Work required »
Could you reproduce the material below word for word, omitting the pictures?

Picture annotation entries »
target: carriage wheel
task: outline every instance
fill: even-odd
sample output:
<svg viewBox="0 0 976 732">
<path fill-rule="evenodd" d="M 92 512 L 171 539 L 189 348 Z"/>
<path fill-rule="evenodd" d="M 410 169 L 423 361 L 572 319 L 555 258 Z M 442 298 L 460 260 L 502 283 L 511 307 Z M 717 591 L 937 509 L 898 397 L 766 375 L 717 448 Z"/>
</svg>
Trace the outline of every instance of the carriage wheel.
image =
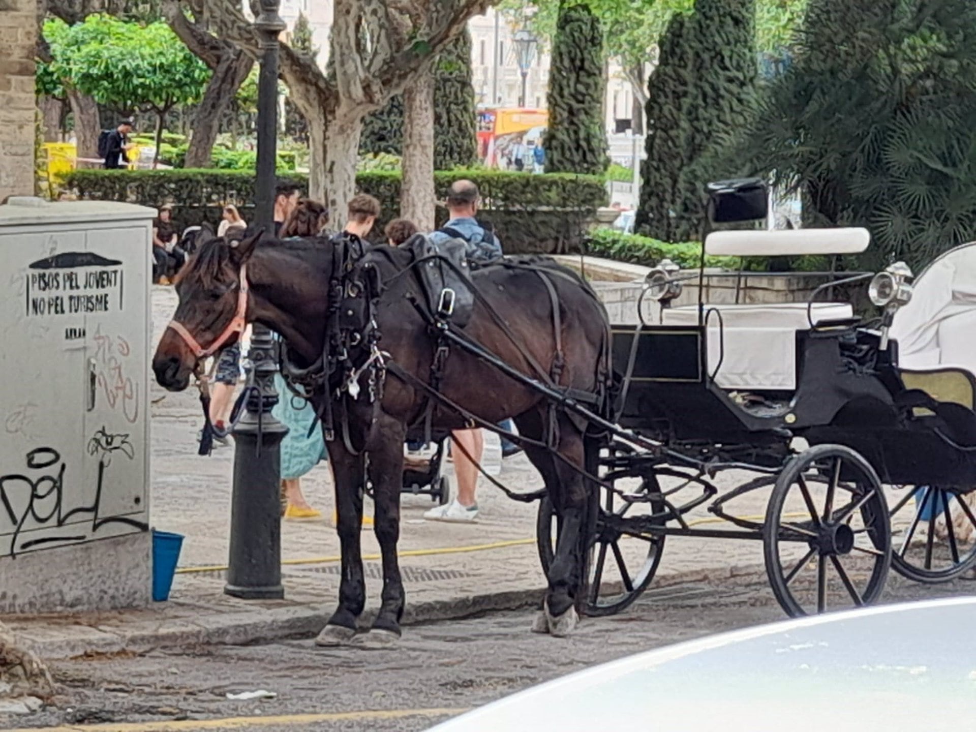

The output »
target: carriage wheel
task: outline every instance
fill: even-odd
sample output:
<svg viewBox="0 0 976 732">
<path fill-rule="evenodd" d="M 92 512 L 171 539 L 189 348 Z"/>
<path fill-rule="evenodd" d="M 410 169 L 423 361 L 572 319 L 555 258 Z M 442 298 L 460 260 L 502 283 L 511 307 Z M 717 591 L 937 509 L 898 397 L 766 375 L 717 448 Z"/>
</svg>
Trace the outline of every instance of the carriage wheel.
image =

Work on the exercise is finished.